>> BEGIN
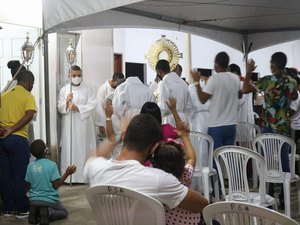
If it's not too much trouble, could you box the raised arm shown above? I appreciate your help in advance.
[104,100,116,142]
[166,97,182,129]
[191,71,211,104]
[241,59,256,94]
[2,110,36,138]
[176,122,196,168]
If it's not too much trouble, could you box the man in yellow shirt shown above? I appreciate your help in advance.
[0,70,36,218]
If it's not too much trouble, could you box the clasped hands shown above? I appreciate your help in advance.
[66,93,79,112]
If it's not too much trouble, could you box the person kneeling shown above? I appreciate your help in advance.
[25,139,76,225]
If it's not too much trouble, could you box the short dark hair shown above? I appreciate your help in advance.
[30,139,47,159]
[155,59,170,73]
[7,60,26,77]
[141,102,162,124]
[123,113,162,152]
[150,141,185,179]
[215,52,229,69]
[17,70,34,83]
[271,52,287,70]
[229,63,241,75]
[175,64,182,72]
[71,65,82,71]
[112,73,125,81]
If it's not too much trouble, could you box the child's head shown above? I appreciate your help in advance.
[150,141,185,179]
[141,102,161,124]
[30,139,47,159]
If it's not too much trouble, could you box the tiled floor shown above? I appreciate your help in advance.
[0,185,300,225]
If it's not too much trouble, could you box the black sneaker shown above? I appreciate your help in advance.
[16,211,29,219]
[3,211,15,217]
[39,207,50,225]
[28,206,38,224]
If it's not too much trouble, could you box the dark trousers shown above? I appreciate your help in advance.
[30,200,68,221]
[0,135,30,212]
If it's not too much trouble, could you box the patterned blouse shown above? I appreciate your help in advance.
[165,164,200,225]
[256,74,297,136]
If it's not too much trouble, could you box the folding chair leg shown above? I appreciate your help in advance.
[202,173,209,202]
[252,160,258,188]
[213,174,220,202]
[283,181,291,217]
[296,181,300,215]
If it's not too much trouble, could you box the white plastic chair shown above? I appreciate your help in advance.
[252,133,300,216]
[236,122,261,188]
[214,146,277,209]
[202,202,299,225]
[86,185,166,225]
[190,131,219,201]
[111,143,123,159]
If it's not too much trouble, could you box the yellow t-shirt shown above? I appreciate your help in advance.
[0,85,36,138]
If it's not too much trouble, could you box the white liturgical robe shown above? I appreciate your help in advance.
[95,81,115,127]
[113,77,154,127]
[158,72,192,127]
[58,83,97,183]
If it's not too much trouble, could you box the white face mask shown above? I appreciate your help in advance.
[72,77,82,85]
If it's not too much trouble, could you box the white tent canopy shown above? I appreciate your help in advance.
[43,0,300,53]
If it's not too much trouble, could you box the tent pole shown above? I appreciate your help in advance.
[43,34,51,160]
[242,33,249,71]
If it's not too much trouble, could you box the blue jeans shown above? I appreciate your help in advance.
[0,135,30,212]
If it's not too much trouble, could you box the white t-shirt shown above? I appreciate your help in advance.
[203,72,240,127]
[84,157,188,208]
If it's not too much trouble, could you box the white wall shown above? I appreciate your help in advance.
[114,28,184,83]
[113,28,300,80]
[114,28,244,83]
[81,29,113,88]
[249,40,300,77]
[192,35,245,71]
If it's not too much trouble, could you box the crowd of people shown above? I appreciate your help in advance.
[0,52,300,225]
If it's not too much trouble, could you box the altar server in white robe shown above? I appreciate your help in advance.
[189,74,210,134]
[95,73,124,135]
[155,60,192,127]
[189,73,210,192]
[58,66,97,183]
[229,63,254,126]
[112,77,154,130]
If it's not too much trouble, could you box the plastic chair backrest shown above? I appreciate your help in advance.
[214,145,266,204]
[86,185,166,225]
[252,133,296,182]
[190,131,214,173]
[202,201,299,225]
[236,122,261,149]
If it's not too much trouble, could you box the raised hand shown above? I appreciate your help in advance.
[104,100,114,118]
[66,165,76,175]
[66,93,73,105]
[166,97,177,112]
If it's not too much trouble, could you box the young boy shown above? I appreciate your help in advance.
[25,139,76,225]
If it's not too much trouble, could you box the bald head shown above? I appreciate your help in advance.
[17,70,34,92]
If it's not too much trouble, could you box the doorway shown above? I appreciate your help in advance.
[114,54,123,73]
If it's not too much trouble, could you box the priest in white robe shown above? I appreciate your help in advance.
[95,73,124,136]
[156,60,192,127]
[112,77,154,132]
[189,74,210,192]
[58,66,97,183]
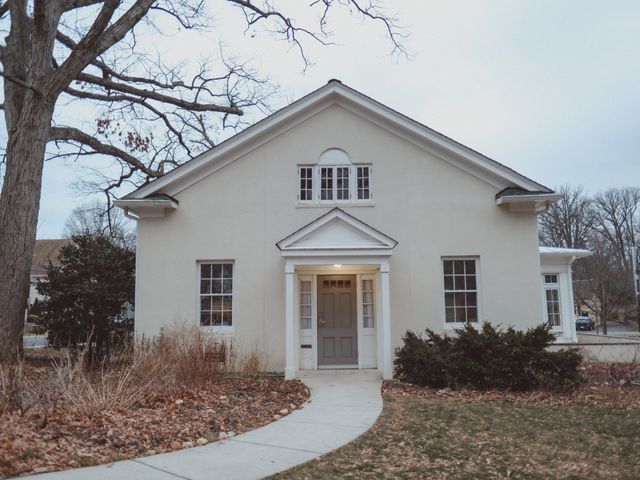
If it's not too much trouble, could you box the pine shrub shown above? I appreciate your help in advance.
[394,322,582,391]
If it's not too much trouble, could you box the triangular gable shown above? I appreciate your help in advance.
[124,80,552,199]
[276,208,398,256]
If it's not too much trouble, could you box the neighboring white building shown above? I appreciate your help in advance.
[28,239,71,307]
[117,80,585,378]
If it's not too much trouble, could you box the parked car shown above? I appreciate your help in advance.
[576,317,596,330]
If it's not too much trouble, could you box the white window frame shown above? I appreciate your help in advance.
[542,272,564,330]
[298,275,314,330]
[196,260,237,335]
[440,255,482,330]
[298,165,316,203]
[296,163,374,207]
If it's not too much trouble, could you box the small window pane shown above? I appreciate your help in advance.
[200,264,211,278]
[444,293,453,307]
[210,263,222,278]
[444,275,453,290]
[442,260,453,275]
[453,260,464,275]
[356,167,371,200]
[222,263,233,278]
[466,275,476,290]
[465,293,478,307]
[200,297,211,311]
[446,307,456,323]
[211,295,222,311]
[200,312,211,327]
[464,260,476,275]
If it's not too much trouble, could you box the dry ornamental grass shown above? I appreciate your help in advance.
[0,329,309,478]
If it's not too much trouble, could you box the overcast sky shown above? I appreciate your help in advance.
[33,0,640,238]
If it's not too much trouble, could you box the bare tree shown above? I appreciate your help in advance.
[538,185,595,248]
[574,231,629,335]
[62,200,136,250]
[593,187,640,275]
[0,0,403,360]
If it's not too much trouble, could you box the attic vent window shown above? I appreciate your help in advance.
[298,148,373,205]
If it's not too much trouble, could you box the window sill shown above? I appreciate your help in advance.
[444,322,480,331]
[296,200,376,208]
[200,325,235,336]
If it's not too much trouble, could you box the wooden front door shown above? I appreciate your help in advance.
[318,275,358,366]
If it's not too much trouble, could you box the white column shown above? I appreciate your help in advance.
[380,262,393,380]
[284,264,298,380]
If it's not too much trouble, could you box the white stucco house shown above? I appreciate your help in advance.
[117,80,588,378]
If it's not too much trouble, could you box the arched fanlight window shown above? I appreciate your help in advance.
[298,148,372,204]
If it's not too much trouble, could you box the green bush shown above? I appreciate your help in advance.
[36,233,135,360]
[394,322,582,390]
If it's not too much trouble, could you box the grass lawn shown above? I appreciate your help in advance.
[275,383,640,479]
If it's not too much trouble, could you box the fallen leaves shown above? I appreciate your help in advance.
[0,377,308,478]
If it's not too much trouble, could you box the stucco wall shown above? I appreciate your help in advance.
[136,106,542,370]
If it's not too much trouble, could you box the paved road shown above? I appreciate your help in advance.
[22,335,47,348]
[578,322,638,336]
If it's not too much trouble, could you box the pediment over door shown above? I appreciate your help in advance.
[276,208,398,256]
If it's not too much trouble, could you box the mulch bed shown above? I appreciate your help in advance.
[0,377,309,478]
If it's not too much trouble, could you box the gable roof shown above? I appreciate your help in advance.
[276,207,398,256]
[123,80,552,200]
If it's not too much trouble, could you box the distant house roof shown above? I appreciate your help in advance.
[31,238,71,275]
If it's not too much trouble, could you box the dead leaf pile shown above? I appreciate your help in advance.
[0,377,309,478]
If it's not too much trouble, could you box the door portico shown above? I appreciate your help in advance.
[277,208,397,378]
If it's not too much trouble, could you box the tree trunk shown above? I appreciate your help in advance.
[0,92,53,362]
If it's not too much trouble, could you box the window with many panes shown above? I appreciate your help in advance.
[298,165,372,203]
[299,167,313,201]
[544,273,562,328]
[356,167,371,200]
[362,279,375,328]
[300,280,312,330]
[200,262,233,327]
[442,258,478,323]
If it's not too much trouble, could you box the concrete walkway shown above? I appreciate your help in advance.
[27,370,382,480]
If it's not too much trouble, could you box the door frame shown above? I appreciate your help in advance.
[284,252,393,379]
[312,271,362,370]
[292,264,384,371]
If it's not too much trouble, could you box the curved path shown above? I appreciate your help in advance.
[23,370,382,480]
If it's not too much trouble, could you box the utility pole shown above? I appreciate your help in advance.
[631,245,640,331]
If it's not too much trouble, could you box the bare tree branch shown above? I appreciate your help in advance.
[60,0,105,12]
[49,127,161,177]
[76,73,242,115]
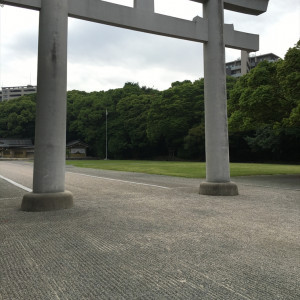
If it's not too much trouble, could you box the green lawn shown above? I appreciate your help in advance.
[67,160,300,178]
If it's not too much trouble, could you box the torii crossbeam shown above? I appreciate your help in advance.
[0,0,269,211]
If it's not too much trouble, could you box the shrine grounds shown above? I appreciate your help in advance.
[0,161,300,300]
[67,160,300,178]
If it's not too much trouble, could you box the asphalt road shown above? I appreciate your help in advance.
[0,161,300,300]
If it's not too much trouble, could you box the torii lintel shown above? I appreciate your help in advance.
[191,0,269,16]
[0,0,260,52]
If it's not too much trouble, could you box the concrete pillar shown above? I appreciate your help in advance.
[200,0,238,196]
[21,0,73,211]
[241,50,250,75]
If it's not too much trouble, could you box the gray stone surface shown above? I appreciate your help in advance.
[0,162,300,300]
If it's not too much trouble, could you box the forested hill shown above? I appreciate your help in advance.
[0,42,300,161]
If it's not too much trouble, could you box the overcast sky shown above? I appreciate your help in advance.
[0,0,300,92]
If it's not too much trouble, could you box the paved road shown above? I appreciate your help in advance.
[0,161,300,300]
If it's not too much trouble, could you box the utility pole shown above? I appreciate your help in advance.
[105,109,108,160]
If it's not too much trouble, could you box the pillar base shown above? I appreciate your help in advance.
[199,181,239,196]
[21,191,73,211]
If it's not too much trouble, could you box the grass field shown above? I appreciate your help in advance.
[67,160,300,178]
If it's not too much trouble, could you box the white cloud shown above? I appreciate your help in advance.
[0,0,300,91]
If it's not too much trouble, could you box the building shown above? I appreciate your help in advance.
[226,51,280,77]
[66,140,88,158]
[0,85,36,101]
[0,138,34,158]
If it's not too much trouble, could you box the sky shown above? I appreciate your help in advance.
[0,0,300,92]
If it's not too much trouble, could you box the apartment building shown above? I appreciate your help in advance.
[226,51,280,77]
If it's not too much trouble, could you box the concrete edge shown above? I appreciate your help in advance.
[199,181,239,196]
[21,191,74,212]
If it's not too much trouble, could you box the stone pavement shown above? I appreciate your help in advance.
[0,169,300,300]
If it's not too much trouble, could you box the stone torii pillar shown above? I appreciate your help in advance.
[200,0,238,196]
[21,0,73,211]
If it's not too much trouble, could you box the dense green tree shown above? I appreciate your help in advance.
[147,79,204,156]
[0,94,36,139]
[228,42,300,160]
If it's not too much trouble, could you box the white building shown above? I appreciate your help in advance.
[0,85,36,101]
[226,51,280,77]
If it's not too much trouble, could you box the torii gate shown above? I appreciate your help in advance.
[0,0,269,211]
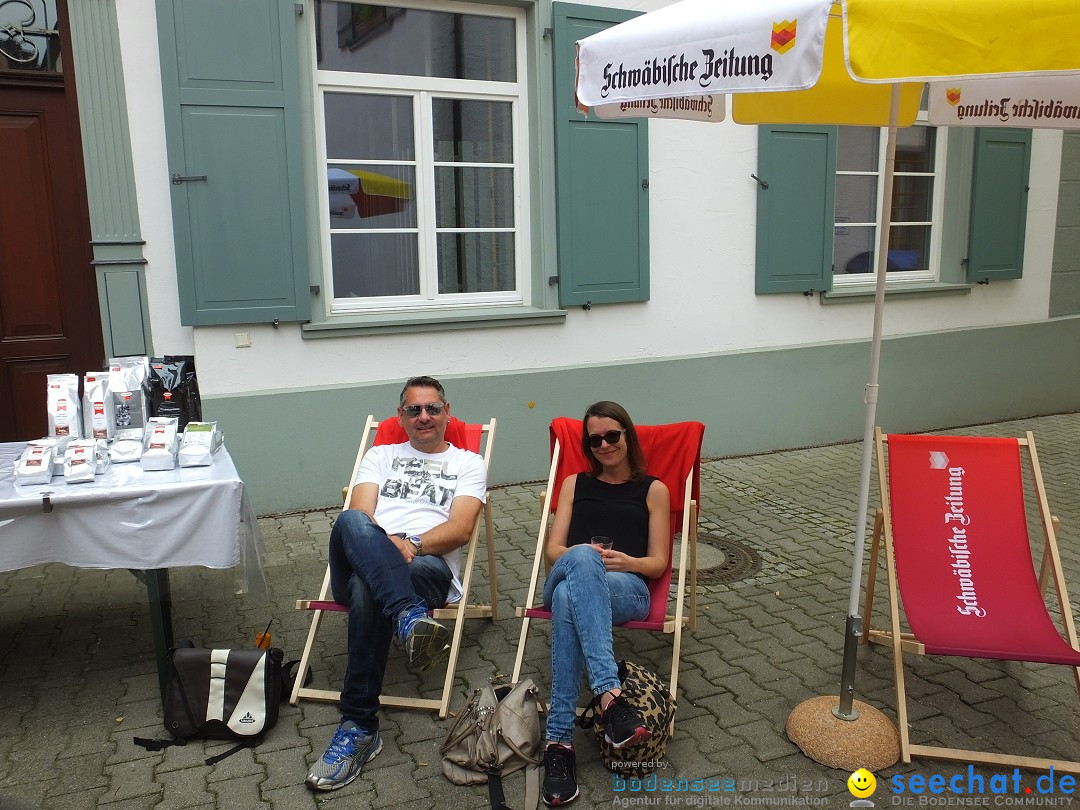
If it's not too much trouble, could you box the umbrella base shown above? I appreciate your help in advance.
[787,694,900,772]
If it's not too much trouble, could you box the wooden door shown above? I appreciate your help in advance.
[0,0,105,442]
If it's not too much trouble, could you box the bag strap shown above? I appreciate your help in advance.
[205,740,258,765]
[487,765,540,810]
[132,737,188,751]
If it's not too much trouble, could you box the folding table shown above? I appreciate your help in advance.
[0,442,268,694]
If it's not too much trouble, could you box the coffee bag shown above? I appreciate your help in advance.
[46,374,82,438]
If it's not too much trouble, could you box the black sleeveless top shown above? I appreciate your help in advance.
[566,473,656,557]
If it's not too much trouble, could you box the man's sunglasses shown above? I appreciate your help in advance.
[585,430,626,449]
[402,402,446,419]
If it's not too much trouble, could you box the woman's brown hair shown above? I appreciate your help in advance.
[581,400,645,480]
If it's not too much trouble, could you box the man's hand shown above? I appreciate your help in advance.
[388,534,416,563]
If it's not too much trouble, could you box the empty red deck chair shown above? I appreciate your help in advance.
[865,430,1080,772]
>> END
→ **Task directions**:
Begin at the line that contains "the white face" and stop after the line that contains "[112,77,154,130]", then write out every line in that span again, shifting each bounding-box coordinate up by 76 and leaving the lines without coordinates unchanged.

→ **Complete response**:
If it's not too much trouble, could you box the white face mask shown above? I appreciate your help in advance.
[148,153,158,161]
If it's not too much trouble, could you box the white tent canopy shown above? I appreciate your help in advance.
[119,76,376,129]
If it's not too much trouble, could you box the tent pole shown above? I appreciate your help in advance.
[119,110,127,236]
[318,109,325,147]
If it's not too much trouble, could you box the blue jeans shown above? I appreciate your help in advance.
[76,211,106,288]
If it's not too much trouble, could you box the white t-shirt shown above? I appreciate your help in advance.
[279,148,316,203]
[160,233,264,284]
If it's not too much trouble, could you box the white wall shown above? I appreciate your help in advance.
[190,104,260,159]
[189,104,376,156]
[190,104,320,159]
[157,105,189,164]
[325,116,376,153]
[268,111,321,147]
If it's not too much trouble, could you box the crowd of people shown above? I appreciate your help in advance.
[76,128,376,301]
If it's not too much trouble, could you box the altar server in white robe shown above? I appreciate your help in advance.
[265,150,286,210]
[171,149,200,211]
[231,136,268,203]
[265,149,286,268]
[134,142,173,259]
[305,139,330,202]
[188,153,230,206]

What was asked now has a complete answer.